▶ **Exercise inputs**:
--------------------------------

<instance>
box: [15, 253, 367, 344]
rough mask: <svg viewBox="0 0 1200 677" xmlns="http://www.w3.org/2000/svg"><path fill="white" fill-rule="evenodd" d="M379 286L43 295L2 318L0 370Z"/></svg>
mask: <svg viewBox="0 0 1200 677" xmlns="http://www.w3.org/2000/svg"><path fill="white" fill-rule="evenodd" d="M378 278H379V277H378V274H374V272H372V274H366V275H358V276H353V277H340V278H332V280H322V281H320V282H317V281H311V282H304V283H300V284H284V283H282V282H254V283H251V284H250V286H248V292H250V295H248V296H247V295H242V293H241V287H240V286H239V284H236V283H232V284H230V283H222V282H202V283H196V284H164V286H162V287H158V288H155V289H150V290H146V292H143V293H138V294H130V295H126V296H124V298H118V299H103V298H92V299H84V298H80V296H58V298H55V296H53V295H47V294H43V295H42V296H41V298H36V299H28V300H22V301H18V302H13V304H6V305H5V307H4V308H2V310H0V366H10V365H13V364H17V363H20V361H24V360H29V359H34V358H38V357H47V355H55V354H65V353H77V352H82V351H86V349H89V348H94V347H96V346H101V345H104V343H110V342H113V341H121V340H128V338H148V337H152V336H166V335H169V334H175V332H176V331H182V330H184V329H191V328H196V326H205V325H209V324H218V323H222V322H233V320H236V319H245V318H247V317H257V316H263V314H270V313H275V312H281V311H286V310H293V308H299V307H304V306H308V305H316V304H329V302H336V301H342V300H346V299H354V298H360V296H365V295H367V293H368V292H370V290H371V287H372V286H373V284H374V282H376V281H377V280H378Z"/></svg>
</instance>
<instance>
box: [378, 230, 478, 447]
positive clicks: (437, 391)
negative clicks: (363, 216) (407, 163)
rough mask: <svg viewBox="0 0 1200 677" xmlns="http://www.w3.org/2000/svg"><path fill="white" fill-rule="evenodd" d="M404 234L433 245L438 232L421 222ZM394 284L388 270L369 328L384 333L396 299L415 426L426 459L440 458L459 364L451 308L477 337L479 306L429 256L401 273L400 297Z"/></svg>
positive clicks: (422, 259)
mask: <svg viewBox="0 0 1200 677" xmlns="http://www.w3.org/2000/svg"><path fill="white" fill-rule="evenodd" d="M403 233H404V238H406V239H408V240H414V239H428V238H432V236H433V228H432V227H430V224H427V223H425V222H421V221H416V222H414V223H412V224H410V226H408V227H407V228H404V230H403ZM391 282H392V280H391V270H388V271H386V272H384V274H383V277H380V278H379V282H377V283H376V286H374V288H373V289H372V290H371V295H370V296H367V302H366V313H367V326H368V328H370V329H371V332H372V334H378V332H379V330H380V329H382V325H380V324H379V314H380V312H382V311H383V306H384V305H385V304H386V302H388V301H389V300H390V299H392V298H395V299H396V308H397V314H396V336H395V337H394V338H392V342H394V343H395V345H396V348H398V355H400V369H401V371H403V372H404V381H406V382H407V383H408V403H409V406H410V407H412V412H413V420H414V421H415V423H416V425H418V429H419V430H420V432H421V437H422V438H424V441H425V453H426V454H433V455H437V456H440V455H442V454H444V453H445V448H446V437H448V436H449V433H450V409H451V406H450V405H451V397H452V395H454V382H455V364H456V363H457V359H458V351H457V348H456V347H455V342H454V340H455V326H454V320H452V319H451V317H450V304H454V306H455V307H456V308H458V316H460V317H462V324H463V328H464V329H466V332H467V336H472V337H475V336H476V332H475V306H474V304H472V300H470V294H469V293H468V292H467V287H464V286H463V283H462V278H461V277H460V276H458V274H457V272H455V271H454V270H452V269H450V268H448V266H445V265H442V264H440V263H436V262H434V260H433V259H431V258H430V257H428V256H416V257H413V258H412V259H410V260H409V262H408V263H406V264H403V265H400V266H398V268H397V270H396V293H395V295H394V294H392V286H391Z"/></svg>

--------------------------------

▶ **Exercise description**: Rewrite all of the lines above with "rough mask" replaced by "coarse mask" everywhere it appears, leaving everything else unchanged.

▶ **Solution to the problem**:
<instance>
box: [15, 253, 367, 344]
coarse mask: <svg viewBox="0 0 1200 677" xmlns="http://www.w3.org/2000/svg"><path fill="white" fill-rule="evenodd" d="M379 286L43 295L2 318L0 370Z"/></svg>
mask: <svg viewBox="0 0 1200 677" xmlns="http://www.w3.org/2000/svg"><path fill="white" fill-rule="evenodd" d="M378 278H379V277H378V274H374V272H372V274H366V275H358V276H353V277H340V278H332V280H322V281H320V282H317V281H311V282H304V283H300V284H284V283H282V282H254V283H251V284H250V286H248V292H250V295H248V296H247V295H242V293H241V287H240V286H239V284H236V283H232V284H230V283H222V282H202V283H196V284H164V286H162V287H158V288H155V289H150V290H146V292H143V293H138V294H130V295H126V296H124V298H118V299H103V298H92V299H84V298H80V296H58V298H55V296H53V295H47V294H43V295H42V296H41V298H36V299H28V300H22V301H18V302H13V304H6V305H5V307H4V308H2V310H0V366H10V365H13V364H17V363H20V361H24V360H29V359H34V358H38V357H47V355H55V354H65V353H77V352H82V351H86V349H89V348H94V347H96V346H101V345H104V343H110V342H113V341H121V340H128V338H148V337H152V336H166V335H169V334H175V332H176V331H182V330H184V329H191V328H196V326H205V325H209V324H218V323H222V322H233V320H236V319H245V318H247V317H257V316H263V314H270V313H275V312H281V311H286V310H293V308H299V307H304V306H308V305H316V304H329V302H336V301H342V300H346V299H354V298H360V296H365V295H367V293H368V292H370V290H371V287H372V286H373V284H374V282H376V281H377V280H378Z"/></svg>
</instance>
<instance>
box: [378, 230, 478, 447]
positive clicks: (437, 391)
negative clicks: (363, 216) (407, 163)
coarse mask: <svg viewBox="0 0 1200 677" xmlns="http://www.w3.org/2000/svg"><path fill="white" fill-rule="evenodd" d="M404 234L433 245L438 232L421 222ZM394 284L388 270L369 328L384 333L396 299L415 426L426 459L440 458L459 364L451 308L477 337L479 306L429 256L401 273L400 297Z"/></svg>
positive clicks: (422, 259)
mask: <svg viewBox="0 0 1200 677" xmlns="http://www.w3.org/2000/svg"><path fill="white" fill-rule="evenodd" d="M403 233H404V238H406V239H408V240H414V239H428V238H432V236H433V228H432V227H430V224H427V223H425V222H421V221H416V222H414V223H412V224H410V226H408V227H407V228H404V230H403ZM391 282H392V280H391V270H388V271H386V272H384V274H383V277H380V278H379V282H377V283H376V286H374V288H373V289H372V290H371V295H370V296H367V302H366V313H367V326H368V328H370V329H371V332H372V334H378V332H379V330H380V329H382V325H380V324H379V314H380V312H382V311H383V306H384V305H385V304H386V302H388V301H389V300H390V299H392V298H395V299H396V308H397V314H396V336H395V337H394V338H392V342H394V343H395V345H396V348H398V355H400V369H401V371H403V372H404V381H406V382H407V383H408V403H409V406H410V407H412V412H413V420H414V421H415V423H416V425H418V429H419V430H420V432H421V437H422V438H424V441H425V453H426V454H433V455H437V456H440V455H442V454H444V453H445V448H446V437H448V436H449V433H450V409H451V406H450V405H451V397H452V395H454V382H455V364H456V363H457V359H458V351H457V348H456V347H455V342H454V340H455V326H454V320H452V319H451V317H450V304H454V306H455V307H456V308H458V316H460V317H462V324H463V328H464V329H466V332H467V336H472V337H475V336H476V332H475V306H474V304H472V300H470V294H469V293H468V292H467V287H464V286H463V283H462V278H461V277H460V276H458V274H457V272H455V271H454V270H452V269H450V268H448V266H445V265H442V264H440V263H436V262H434V260H433V259H431V258H430V257H428V256H416V257H413V258H412V259H410V260H409V262H408V263H406V264H403V265H400V266H398V268H397V270H396V293H395V295H394V294H392V286H391Z"/></svg>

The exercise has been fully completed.